The entries below must be repeated exactly. None may be skipped.

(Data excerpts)
**********
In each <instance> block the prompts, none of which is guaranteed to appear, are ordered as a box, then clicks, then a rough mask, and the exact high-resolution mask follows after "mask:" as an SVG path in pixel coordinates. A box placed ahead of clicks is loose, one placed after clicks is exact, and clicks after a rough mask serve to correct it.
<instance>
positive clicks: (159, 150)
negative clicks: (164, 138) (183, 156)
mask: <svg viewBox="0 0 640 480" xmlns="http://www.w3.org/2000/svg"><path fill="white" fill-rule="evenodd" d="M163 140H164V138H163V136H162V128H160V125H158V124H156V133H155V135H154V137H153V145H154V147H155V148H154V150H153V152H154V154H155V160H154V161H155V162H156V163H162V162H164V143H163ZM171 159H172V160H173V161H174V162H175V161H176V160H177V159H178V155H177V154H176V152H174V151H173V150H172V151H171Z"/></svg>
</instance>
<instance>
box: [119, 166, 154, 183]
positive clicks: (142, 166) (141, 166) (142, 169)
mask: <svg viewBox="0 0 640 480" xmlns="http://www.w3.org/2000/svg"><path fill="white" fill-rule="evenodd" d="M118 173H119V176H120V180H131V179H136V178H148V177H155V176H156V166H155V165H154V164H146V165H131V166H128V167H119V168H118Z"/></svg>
**********
(Response box)
In each <instance> block the prompts, none of which is guaranteed to appear, are ordered as a box, then clicks, then a rough mask, and the exact high-resolution mask follows after "mask:" as an SVG path in pixel coordinates. A box placed ahead of clicks is loose, one placed after clicks is exact, and clicks after a rough mask serve to correct it.
<instance>
positive clicks: (159, 150)
negative clicks: (164, 138) (183, 156)
mask: <svg viewBox="0 0 640 480" xmlns="http://www.w3.org/2000/svg"><path fill="white" fill-rule="evenodd" d="M163 140H164V138H163V136H162V128H160V125H158V124H156V133H155V135H154V137H153V145H154V147H155V148H154V150H153V152H154V154H155V160H154V161H155V162H156V163H162V162H164V143H163ZM171 159H172V160H173V161H174V162H175V161H176V160H177V159H178V155H177V154H176V152H174V151H173V150H172V151H171Z"/></svg>
</instance>
<instance>
box: [119, 166, 154, 183]
positive clicks: (142, 166) (141, 166) (142, 169)
mask: <svg viewBox="0 0 640 480" xmlns="http://www.w3.org/2000/svg"><path fill="white" fill-rule="evenodd" d="M118 173H119V176H120V180H131V179H136V178H148V177H155V176H156V166H155V165H154V164H146V165H131V166H128V167H119V168H118Z"/></svg>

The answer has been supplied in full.